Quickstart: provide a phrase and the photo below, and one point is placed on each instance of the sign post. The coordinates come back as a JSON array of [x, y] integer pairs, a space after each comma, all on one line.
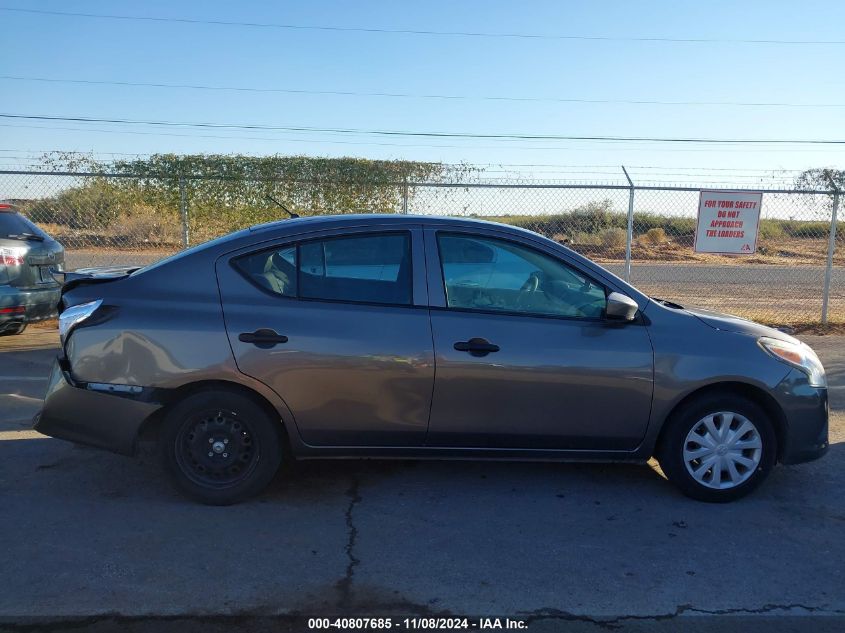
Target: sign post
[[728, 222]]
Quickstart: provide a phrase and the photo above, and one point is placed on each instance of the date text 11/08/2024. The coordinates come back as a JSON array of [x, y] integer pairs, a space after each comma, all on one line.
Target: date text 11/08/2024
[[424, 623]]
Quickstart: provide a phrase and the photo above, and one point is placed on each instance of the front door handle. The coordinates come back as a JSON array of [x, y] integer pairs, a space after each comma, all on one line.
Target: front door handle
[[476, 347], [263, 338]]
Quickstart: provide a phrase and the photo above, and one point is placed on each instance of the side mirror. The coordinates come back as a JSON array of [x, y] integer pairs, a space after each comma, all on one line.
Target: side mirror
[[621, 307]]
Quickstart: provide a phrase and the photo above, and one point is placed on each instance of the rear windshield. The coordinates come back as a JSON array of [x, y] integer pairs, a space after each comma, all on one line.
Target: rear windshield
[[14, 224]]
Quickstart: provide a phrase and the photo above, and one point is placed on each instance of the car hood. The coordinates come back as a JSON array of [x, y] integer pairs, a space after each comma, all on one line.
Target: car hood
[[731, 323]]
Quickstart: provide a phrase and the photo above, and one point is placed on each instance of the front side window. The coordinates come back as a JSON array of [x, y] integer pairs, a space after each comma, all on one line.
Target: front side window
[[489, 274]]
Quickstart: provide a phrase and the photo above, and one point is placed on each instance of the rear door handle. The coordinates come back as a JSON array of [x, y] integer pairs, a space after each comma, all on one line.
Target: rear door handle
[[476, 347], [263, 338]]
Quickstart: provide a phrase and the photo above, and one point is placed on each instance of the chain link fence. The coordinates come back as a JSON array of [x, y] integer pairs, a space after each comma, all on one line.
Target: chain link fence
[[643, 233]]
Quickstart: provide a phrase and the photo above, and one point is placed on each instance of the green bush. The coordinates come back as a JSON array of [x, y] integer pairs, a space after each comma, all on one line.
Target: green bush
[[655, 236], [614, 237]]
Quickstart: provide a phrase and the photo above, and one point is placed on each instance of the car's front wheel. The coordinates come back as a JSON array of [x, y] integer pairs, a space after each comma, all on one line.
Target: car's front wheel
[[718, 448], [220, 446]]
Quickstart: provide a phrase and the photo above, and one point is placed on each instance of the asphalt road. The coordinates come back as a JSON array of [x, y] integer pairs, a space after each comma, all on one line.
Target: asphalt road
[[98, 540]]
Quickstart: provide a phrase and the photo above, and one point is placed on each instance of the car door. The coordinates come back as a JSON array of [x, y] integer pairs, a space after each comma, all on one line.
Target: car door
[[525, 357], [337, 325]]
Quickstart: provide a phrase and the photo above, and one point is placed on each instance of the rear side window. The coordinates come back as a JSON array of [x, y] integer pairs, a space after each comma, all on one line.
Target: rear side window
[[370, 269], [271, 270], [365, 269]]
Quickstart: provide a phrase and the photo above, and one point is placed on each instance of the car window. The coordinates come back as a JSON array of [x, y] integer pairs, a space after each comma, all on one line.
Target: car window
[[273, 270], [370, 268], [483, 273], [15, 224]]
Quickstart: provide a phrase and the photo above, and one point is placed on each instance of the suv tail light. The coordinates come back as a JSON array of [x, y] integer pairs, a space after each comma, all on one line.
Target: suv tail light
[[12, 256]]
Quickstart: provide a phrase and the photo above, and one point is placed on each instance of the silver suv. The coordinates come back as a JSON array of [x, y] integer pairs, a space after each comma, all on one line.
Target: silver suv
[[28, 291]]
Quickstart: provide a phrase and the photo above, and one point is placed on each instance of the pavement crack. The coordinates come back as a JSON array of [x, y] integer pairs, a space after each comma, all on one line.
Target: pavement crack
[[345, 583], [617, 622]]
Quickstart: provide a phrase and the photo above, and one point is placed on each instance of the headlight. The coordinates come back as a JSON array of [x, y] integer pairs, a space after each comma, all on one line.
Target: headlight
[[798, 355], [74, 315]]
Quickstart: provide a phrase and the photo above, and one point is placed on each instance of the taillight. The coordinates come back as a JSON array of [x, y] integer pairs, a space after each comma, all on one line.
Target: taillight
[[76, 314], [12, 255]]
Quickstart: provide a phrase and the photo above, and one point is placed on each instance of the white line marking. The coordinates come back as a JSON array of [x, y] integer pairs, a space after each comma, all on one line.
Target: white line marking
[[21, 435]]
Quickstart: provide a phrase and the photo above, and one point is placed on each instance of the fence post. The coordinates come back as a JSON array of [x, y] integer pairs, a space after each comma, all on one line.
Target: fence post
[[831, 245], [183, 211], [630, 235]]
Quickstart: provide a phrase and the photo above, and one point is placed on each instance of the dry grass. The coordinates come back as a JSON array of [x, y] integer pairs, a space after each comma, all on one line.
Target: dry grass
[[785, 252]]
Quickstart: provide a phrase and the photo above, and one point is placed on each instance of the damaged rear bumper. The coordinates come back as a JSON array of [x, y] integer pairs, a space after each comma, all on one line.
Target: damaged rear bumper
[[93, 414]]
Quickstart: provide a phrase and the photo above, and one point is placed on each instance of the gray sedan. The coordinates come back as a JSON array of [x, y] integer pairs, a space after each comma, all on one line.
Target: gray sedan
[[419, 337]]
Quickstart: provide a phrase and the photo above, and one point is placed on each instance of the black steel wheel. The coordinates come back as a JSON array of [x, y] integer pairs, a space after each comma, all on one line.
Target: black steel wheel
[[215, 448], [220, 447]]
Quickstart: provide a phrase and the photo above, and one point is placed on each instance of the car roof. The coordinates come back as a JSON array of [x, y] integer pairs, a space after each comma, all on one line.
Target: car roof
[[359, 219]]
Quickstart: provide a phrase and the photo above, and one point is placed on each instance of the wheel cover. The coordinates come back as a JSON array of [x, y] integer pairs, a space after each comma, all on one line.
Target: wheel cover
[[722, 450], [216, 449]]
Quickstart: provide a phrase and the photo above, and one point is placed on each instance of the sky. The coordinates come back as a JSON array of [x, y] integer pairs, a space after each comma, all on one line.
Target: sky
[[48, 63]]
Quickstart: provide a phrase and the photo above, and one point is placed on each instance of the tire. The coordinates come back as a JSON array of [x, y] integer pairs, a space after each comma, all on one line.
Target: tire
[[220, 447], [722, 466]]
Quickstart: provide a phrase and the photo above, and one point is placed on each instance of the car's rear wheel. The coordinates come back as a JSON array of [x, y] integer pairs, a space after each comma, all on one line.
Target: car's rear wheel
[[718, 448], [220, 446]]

====

▸ Exercise description:
Starting at the line that contains "the front side" and ending with the line that contains "[[489, 274]]", reproduce those lines of the entries, substituting "passenger window" for "front side window" and leaving everything else unchanged.

▸ Written answer:
Quickstart: provide a phrase and the photo above, and one point is placed on each instance of the passenger window. The coordinates come back as a JSON array of [x, y] integer pairs, a space after each comma, all on one line.
Target: passenger window
[[489, 274]]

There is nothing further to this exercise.